> [ТЕКСТ УПРАЖНЕНИЯ]
**********

Проводив в ссылку нового либерала петровского времени, остановимся пока и переведем дух. Пред нами громадный, нескончаемый ряд подобных дел, и мы бы никогда не кончили, если бы вздумали на основании их подымать все политические преступления первой четверти XVIII века. А между тем, кто не согласится с нами, кто не пожелает, чтобы эти дела все, одно за другим, явились на свет божий? Они во многом отношении проливают свет на русское общество той переходной эпохи… Толки и рассуждения пьяного и трезвого русского люда знакомят нас со взглядом различных сословий на личность Преобразователя, на его супругу, его приближенных, наконец, на самые преобразования…

19. Богохульник

Лютые пытки в то суровое время как бы порождали людей, способных переносить самые ужасные истязания, натуры железные, которые сами, очертя голову, как бы напрашивались на ряд всевозможных мучений. Без всякого повода, нередко без особой причины и умысла, эти люди извергали хулу на все святое, бранили земного владыку и тем самым делались преступниками первой важности, для которых, по тогдашним законам, не могло существовать пощады.

Нельзя сказать, чтоб эти люди всегда были раскольниками, постоянные преследования которых невольно вызывали ожесточение. Нет. Пред нами, например, посадский человек яицкого (уральского) городка Гурьева, Иван Орешников. Он вовсе не раскольник, но ожесточен неловко сложившеюся жизнью, неудачами, да, может быть, и горьким пенником – утешителем русского человека.

В 1721 году донес он в Астрахани на посадского человека Яковлева, торговца из кружевного ряда. «Отпускает он, – говорил Орешников, – в Хиву, между прочими товарами, свинец да порох». Яковлева допросили в таможне – извет оказался ложным. Орешникова били кнутом и сослали на три года в Гурьев.

Здесь, среди ссыльных поселенцев, естественно, нерасположенных к правительству, новый ссыльный несколько раз выражался насчет высоких лиц и предметов в самых крупных, непристойных выражениях: поносил веру, богохульствовал и избранивал «скаредною бранью» его царское величество.

Такое поведение при крутом, неуживчивом характере поселенца не могло остаться безнаказанным, и на него послан в Астрахань донос «в богохулении и в невежных словах против высокой чести его царскаго величества».

«Слово и дело!»

Виновного привезли в мае того же года в Астрахань, бросили в тюрьму и, по приказу губернатора Артемия Петровича Волынского, пытали в застенке. Орешников сознался во всем, а Артемий Петрович поспешил препроводить в Тайную канцелярию экстракт из дела с просьбой учинить резолюцию.

**********

> [ЗАПИСИ НАБОРА ДАННЫХ]
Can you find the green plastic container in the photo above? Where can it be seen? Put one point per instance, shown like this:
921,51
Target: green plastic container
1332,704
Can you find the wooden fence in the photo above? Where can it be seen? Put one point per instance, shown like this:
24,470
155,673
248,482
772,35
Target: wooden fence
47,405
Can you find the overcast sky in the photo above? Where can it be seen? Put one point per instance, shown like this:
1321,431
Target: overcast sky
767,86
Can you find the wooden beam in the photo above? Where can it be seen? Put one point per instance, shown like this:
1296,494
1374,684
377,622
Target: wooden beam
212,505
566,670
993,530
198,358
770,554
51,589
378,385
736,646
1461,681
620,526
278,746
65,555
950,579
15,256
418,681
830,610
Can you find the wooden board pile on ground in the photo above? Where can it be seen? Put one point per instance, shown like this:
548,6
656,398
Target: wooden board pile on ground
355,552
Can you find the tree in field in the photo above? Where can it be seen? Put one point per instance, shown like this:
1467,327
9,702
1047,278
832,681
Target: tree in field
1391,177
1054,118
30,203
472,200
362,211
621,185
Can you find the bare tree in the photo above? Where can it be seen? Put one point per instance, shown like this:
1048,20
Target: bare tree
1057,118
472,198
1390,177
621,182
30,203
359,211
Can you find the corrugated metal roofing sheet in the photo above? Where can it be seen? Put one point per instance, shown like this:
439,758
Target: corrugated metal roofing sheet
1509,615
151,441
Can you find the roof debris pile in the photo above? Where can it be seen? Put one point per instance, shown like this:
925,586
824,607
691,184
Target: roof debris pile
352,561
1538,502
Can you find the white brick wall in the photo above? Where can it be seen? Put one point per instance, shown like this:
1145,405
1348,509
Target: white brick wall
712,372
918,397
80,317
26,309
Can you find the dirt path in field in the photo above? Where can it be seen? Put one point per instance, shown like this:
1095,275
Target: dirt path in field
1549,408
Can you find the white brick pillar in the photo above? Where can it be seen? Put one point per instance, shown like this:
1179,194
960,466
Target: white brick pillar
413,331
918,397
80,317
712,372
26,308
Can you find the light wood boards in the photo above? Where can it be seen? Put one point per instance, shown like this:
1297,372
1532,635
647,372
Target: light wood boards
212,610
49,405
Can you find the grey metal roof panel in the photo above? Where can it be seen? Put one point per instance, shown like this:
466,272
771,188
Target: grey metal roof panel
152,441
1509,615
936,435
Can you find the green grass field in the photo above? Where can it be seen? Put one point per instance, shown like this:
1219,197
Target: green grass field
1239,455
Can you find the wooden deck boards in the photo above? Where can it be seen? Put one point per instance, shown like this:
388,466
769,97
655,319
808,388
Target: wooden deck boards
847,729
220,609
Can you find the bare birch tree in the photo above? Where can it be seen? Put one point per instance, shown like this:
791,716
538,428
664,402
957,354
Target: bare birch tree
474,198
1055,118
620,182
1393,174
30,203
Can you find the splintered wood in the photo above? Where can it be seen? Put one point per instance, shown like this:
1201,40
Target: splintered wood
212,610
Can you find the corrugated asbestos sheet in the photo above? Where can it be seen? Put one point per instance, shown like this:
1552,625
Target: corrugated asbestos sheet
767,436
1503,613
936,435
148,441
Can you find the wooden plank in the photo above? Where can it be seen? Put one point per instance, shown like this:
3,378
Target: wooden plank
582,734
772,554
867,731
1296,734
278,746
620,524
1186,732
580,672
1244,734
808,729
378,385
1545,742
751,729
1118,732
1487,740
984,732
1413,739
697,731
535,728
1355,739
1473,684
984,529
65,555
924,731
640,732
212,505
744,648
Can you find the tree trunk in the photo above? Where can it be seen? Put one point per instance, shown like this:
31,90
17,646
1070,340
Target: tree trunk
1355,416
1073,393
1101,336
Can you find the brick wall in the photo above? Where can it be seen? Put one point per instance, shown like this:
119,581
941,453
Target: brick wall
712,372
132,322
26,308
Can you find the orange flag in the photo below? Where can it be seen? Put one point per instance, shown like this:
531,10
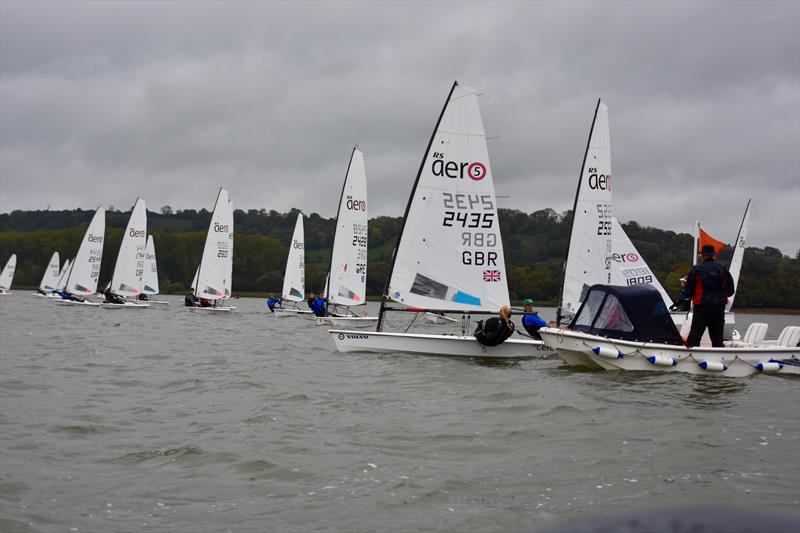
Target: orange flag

**********

> [ЧТО НУЖНО СДЕЛАТЬ]
A. На какой срок Орешникова сослали в Гурьев, согласно тексту упражнения?
B. Соответствуют ли тексту упражнения утверждения: (i) Орешников был раскольником; (ii) Яковлев торговал в кружевном ряду; (iii) донос Орешникова на Яковлева подтвердился? Для каждого ответьте «да» или «нет» и приведите решающие слова текста.
C. Подхватите текст упражнения после его последнего предложения и продолжите повествование.

> [ОТВЕТЫ ПО ЗАДАЧАМ]
A. На три года.

B.
(i) Нет: «Он вовсе не раскольник».
(ii) Да: «торговца из кружевного ряда».
(iii) Нет: «извет оказался ложным».

C.
Тем временем арестант сидит в особой казенке, получает кормовых по две деньги в сутки и, не видя исходу из своего положения, как бы обезумев от пытки и заточения, решается на новое преступление.

При одной из караульных смен, при сдаче, капрал приказал ему встать; Орешников отвечал ругательством, схватил капрала за галстух, стал душить, укусил руку и тут же, при всем карауле, всячески поносил веру и царское величество.

Новое преступление повлекло за собой новое объяснение в застенке со свежей пыткой.

Допрашиваемый сознал себя виновным.

Спустя несколько месяцев Волынский получил из Тайной канцелярии указ: «Освидетельствовать Орешникова посторонними людьми: не безумен ли он? Если окажется, что он в здравом уме, то его пытать трижды, выведывая, по чьему наущению он говорил? Оговоренных лиц пытать накрепко ж. А если то он учинил сам от себя, и зато, в силу первой статьи I главы Уложения, казнить его в Астрахани: „сжечь живаго“.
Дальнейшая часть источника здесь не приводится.